* [ACTIONS TO TAKE]:
1/ In the IS-IS text below, which ISO standard specifies the IS-IS protocol?
2/ Using the IS-IS text below, decide whether each statement agrees with it. Answer yes or no for each and quote the words that settle it.
(a) IS-IS was first designed as a routing protocol for IP.
(b) In OSI terms, a host is called an End System.
(c) A CLNS entity talks to its peer CLNS entity over CLNP.
— BEGIN TEXT TO READ —
Intermediate System to Intermediate System (IS-IS)

Intermediate System-to-Intermediate System (IS-IS) Protocol is an intra-domain Open System Interconnection (OSI) dynamic routing protocol specified in International Organization for Standardization (ISO) 10589. The protocol is designed to operate in OSI Connectionless Network Service (CLNS).

Connectionless Network Service (CLNS)

OSI CLNS is a network layer service similar to bare IP service. A CLNS entity communicates over Connectionless Network Protocol (CLNP) with its peer CLNS entity.

Integrated IS-IS

IS-IS was originally designed for use as a dynamic routing protocol for ISO CLNP and later adapted to carry IP prefixes in addition to CLNP (known as Integrated or Dual IS-IS) as described in RFC 1195.

IS-IS Terminology

• CLNP – Connection-Less Network Protocol (ISO 8473, the OSI connectionless network layer protocol, very similar to IP)
• ES – End System (The OSI term for a host)
• ES-IS – End System to Intermediate System Routeing Exchange Protocol (ISO 9542 – OSI protocol between routers and end systems)
• IS – Intermediate System (The OSI term for a router)
• IS-IS – Intermediate System to Intermediate System Routeing Exchange Protocol (The ISO protocol for routing within a single routing domain)
— END TEXT TO READ —
— BEGIN INFORMATION SHOWN —
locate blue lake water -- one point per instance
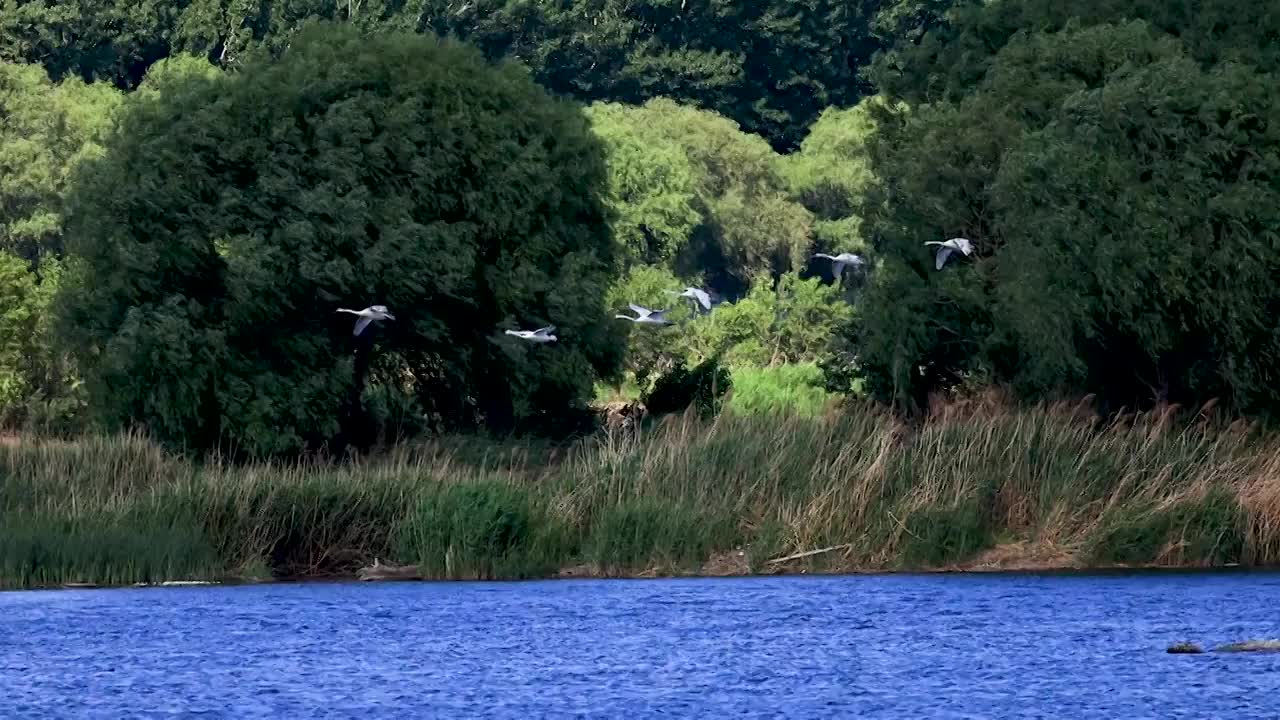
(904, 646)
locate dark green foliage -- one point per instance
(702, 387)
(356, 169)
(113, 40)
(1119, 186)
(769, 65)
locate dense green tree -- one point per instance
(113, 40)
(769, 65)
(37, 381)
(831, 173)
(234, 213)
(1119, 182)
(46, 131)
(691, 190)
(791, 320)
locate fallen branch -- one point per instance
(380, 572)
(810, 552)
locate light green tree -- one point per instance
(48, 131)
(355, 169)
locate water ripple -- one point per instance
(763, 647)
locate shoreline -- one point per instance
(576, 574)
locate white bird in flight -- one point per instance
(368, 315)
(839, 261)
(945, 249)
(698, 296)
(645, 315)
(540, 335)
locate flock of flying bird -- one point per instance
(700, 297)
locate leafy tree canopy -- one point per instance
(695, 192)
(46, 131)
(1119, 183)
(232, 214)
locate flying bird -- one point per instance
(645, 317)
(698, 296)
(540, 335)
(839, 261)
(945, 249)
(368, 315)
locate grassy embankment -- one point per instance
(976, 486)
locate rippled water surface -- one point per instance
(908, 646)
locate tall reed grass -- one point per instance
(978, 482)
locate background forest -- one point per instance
— END INFORMATION SHOWN —
* [ANSWERS TO THE PROBLEMS]:
1/ ISO 10589

2/
(a) No: "IS-IS was originally designed for use as a dynamic routing protocol for ISO CLNP and later adapted to carry IP prefixes"
(b) Yes: "ES – End System (The OSI term for a host)"
(c) Yes: "A CLNS entity communicates over Connectionless Network Protocol (CLNP) with its peer CLNS entity."